Request 1 – In the listing below, write out the lines that open with the line containing "Expected: for every instance of the white metal post, the" and close with the line containing "[[892, 785], [1013, 845]]", including both of those lines.

Text passage –
^^^^^^^^^^^^^^^^

It's not, but the author is considering how her actions have hitherto been
perpetuating this state.

------
epx
I found my wife in a chat that was mostly used for dating. I won her because I
was the only guy in the virtual room that did not start the conversation in
the line "nice shoes, wanna fuck?".

Yes, online dating may be a bad experience for average-looking guys, but
sometimes it is so easy to stand out.

------
toodlebunions
It's a total sausage fest, your competition is extreme, and the quality of
possible mates is usually very low. Avoid if at all possible.

Find something offline and social instead, do that and meet likeminded people.
You will almost certainly have better luck.

------
Judgmentality
I haven't read the article, but around 5 years ago I had a great experience
with OkCupid. I've never had trouble meeting girls in real life though, and I
guess that carried over to the internet. I almost never initiated the
conversation with girls but just responded when they sent me a message. I met
lots of terrific women (and some not-so-terrific women), including my
girlfriend who I'm still with. I had a lot more fun meeting girls with OkCupid
than I did at bars/parties/etc.

------
ilaksh
The short version is that there are significantly more men than women and the
women receive many messages, so they can just pick the best looking/most
wealthy/stable-seeming men to reply to and almost have to ignore the rest as
spam.

^^^^^^^^^^^^^^^^

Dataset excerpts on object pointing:
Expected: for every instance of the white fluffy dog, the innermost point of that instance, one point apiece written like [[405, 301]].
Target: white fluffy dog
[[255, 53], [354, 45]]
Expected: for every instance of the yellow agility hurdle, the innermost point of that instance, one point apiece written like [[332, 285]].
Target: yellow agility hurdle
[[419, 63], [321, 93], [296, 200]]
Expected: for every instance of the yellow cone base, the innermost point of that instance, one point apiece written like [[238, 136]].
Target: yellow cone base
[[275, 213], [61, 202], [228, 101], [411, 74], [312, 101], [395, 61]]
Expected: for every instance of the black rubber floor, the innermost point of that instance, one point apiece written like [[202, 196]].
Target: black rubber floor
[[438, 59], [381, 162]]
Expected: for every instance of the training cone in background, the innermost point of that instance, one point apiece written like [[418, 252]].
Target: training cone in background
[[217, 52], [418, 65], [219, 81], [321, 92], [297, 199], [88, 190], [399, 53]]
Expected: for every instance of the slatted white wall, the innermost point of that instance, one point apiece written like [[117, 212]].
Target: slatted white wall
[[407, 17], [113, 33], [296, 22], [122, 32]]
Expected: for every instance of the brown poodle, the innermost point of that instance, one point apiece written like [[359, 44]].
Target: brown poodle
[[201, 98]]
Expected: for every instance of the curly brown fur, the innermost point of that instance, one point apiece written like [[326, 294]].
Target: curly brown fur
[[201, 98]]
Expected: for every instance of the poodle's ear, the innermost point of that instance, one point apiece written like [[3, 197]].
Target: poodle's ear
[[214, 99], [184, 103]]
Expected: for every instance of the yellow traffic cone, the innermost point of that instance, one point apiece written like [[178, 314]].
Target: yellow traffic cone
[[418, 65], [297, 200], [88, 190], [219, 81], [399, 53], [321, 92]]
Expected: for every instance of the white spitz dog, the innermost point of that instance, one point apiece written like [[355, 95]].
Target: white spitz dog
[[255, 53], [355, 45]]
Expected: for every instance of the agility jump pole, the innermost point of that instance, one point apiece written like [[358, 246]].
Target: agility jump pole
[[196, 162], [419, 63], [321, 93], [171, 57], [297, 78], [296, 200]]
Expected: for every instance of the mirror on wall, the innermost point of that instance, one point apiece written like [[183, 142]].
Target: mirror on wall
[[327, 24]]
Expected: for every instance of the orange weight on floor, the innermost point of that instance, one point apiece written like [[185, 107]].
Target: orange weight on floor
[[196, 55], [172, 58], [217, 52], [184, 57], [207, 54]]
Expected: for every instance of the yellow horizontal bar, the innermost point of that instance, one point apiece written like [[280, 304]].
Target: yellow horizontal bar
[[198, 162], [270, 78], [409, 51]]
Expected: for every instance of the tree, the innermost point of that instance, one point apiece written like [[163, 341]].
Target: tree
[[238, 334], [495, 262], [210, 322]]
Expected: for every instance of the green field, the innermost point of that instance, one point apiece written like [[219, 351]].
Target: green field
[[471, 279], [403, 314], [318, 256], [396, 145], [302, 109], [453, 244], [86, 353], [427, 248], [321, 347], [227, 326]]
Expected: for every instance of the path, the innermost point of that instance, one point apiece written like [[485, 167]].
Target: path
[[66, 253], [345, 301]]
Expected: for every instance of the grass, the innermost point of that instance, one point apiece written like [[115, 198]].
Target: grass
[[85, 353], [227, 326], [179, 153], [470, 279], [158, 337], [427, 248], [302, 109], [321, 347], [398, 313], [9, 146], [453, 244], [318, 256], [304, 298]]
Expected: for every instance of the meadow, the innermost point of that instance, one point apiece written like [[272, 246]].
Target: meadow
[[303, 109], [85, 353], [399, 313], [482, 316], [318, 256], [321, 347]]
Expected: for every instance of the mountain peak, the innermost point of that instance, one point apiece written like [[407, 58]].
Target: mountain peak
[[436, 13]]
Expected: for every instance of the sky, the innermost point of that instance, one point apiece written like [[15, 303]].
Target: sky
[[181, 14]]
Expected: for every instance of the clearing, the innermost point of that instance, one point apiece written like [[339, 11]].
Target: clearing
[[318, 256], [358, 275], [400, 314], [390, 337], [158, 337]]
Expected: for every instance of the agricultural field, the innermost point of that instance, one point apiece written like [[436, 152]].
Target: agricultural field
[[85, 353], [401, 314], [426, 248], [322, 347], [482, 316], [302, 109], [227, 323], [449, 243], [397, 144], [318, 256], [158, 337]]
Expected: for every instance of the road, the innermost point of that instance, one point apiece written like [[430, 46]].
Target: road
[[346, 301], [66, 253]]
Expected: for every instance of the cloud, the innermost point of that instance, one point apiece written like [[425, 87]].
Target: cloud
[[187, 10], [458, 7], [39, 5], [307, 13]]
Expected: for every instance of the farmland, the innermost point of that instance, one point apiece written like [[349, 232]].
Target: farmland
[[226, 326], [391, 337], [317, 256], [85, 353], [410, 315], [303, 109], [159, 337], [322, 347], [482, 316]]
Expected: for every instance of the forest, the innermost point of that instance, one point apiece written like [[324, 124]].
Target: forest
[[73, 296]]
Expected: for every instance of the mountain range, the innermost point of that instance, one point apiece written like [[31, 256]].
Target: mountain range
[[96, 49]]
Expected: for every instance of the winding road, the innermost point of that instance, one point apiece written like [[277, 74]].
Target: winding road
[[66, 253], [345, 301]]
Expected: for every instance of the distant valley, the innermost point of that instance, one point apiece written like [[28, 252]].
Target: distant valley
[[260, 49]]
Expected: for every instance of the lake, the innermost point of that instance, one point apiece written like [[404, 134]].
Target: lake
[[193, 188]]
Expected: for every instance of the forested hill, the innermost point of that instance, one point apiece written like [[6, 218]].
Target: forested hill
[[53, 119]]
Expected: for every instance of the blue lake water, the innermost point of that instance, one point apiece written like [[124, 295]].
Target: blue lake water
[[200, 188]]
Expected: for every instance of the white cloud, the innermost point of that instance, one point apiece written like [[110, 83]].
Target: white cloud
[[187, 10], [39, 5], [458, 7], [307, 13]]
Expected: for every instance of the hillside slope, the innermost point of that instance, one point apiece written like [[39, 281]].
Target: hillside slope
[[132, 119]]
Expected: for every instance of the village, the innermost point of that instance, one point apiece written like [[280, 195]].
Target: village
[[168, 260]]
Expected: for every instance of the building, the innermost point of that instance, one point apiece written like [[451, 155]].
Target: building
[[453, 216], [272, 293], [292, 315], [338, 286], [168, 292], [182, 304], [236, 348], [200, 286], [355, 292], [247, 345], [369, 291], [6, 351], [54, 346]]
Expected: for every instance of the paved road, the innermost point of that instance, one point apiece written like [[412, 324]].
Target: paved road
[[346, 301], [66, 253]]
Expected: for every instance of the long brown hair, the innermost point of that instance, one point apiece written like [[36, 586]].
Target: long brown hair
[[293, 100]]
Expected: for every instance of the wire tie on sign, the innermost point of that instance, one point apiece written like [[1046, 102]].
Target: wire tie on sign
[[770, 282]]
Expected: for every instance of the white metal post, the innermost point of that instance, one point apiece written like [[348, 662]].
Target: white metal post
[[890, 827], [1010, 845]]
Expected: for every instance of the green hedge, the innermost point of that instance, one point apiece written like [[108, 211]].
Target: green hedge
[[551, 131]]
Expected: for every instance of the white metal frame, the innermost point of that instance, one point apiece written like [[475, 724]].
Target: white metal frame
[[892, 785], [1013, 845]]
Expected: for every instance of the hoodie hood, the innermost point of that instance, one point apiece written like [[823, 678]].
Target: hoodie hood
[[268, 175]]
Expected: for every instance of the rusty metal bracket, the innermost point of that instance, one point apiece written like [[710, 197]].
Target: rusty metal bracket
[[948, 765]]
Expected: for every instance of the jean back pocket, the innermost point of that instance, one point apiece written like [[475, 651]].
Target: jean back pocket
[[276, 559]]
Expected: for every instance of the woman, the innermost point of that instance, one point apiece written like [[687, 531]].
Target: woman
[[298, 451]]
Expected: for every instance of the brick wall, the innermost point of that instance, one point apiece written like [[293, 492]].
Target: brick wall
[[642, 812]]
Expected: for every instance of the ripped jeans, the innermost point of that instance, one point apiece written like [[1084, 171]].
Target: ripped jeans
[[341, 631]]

^^^^^^^^^^^^^^^^

Request 2 – Give again the part of the forum thread on online dating that opens with the words "You will almost" and closes with the words "did at bars/parties/etc.", keeping every word unchanged.

Task answer 1 –
Expected: for every instance of the white metal post, the innermost point of that instance, one point apiece written like [[348, 662]].
Target: white metal post
[[890, 827], [1010, 845]]
Expected: for every instance of the green hedge, the innermost point of that instance, one point apiece written like [[108, 211]].
Target: green hedge
[[551, 131]]
Expected: for every instance of the white metal frame, the innermost point of that instance, one point apiece written like [[475, 724]].
Target: white metal frame
[[892, 785], [1013, 845]]

Task answer 2 –
You will almost certainly have better luck.

------
Judgmentality
I haven't read the article, but around 5 years ago I had a great experience
with OkCupid. I've never had trouble meeting girls in real life though, and I
guess that carried over to the internet. I almost never initiated the
conversation with girls but just responded when they sent me a message. I met
lots of terrific women (and some not-so-terrific women), including my
girlfriend who I'm still with. I had a lot more fun meeting girls with OkCupid
than I did at bars/parties/etc.